__Text passage__
Segment Open

Teaching is needed in all places and for all people. From working with preschool children to teaching university students, working in and out of the country, McKay alumna Dorie Haws understands this need and has gained perspective from meeting it. Haws graduated from BYU with an elementary education degree in 1990.
After teaching at Grandview Elementary her first year out of college, she went to Japan to teach. “I had a minor in Japanese and decided I wanted to use my language skills again,” Haws explained.
Upon returning to the States and Grandview Elementary two years later, Haws went back to BYU to earn her early childhood teaching certification. After seven more years at Grandview, she was hired as the first clinical faculty associate (CFA) in early childhood education at BYU. “Working as a CFA helped me understand better how to mentor and supervise college students, but I also found that I missed working in the classroom immensely,” Haws said.
After two years as a CFA, Haws went to work full time as head teacher trainer in the Child and Family Studies Laboratory. She has been working there for the last 14 years. “I absolutely love coming to ‘school’ every day, as I get to practice what I preach to the university students,” Haws said. “I often refer to my job as Mecca because I really do have the best of both worlds.”
With a variety of teaching experiences—from being a regular classroom teacher, to teaching in Japan, to working as a head teacher trainer in a university laboratory preschool—Haws has gained important insight about the field of education. Here are some of her thoughts on teaching.

Segment Closed

__Supplied entries__

Segment Open

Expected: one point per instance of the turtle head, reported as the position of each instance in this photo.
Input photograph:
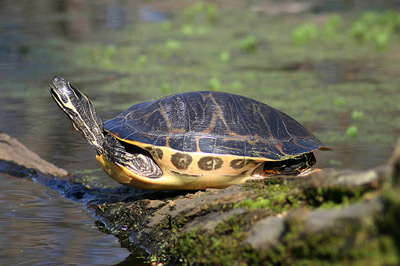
(80, 110)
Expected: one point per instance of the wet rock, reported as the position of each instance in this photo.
(278, 220)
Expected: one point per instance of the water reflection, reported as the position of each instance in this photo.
(38, 227)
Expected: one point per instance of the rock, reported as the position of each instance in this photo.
(266, 233)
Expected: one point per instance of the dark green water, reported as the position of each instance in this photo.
(123, 52)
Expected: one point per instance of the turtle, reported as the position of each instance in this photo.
(192, 140)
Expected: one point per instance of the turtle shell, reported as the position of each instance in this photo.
(214, 123)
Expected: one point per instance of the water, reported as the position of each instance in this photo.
(38, 226)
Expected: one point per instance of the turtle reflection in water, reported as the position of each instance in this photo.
(193, 140)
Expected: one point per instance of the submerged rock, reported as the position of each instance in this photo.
(327, 217)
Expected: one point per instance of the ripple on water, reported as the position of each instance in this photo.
(38, 228)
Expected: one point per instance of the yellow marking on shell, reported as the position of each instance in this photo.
(170, 180)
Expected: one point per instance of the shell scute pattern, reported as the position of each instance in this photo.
(215, 123)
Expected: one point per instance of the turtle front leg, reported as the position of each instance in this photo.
(141, 164)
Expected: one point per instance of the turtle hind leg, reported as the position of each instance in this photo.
(132, 157)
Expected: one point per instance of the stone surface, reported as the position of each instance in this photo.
(259, 216)
(12, 150)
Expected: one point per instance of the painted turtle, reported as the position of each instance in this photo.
(193, 140)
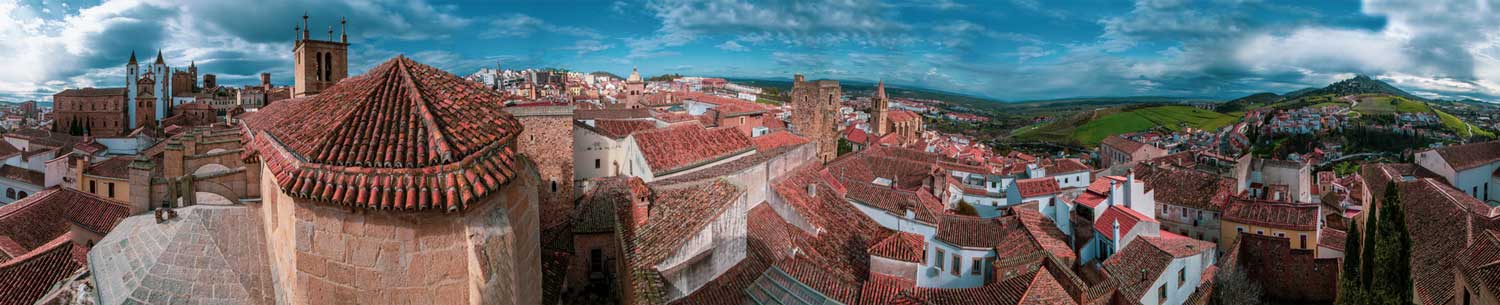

Segment Closed

__Exercise objective__
Pick up the profile of Dorie Haws above from where it stops and continue it.

__Output__
“My varied teaching experiences have taught me that teaching is really about the individual, whether a preschooler, a child in a multi-age classroom, a third grader, an upper-grade choir student, or a university student. As humans, we all have a desire to learn, but we need people in our lives to help learning come alive!”
My [work] as a teacher of all ages has provided many opportunities for me to interact with the individual. Even though there are boundaries in life we live by, each person has a story and needs someone to understand—not to change the boundary or expectation, but to understand and help. For students at any stage in their development, this never changes. Understanding takes time from my teaching schedule, but when time is given, many other issues or problems are often solved. I really do believe that my job as a teacher and instructor is to help students understand their potential and then give them the tools to reach that potential! When their needs are met in each domain of their lives, learning will come alive and the seed will have been planted to be a life-long learner.”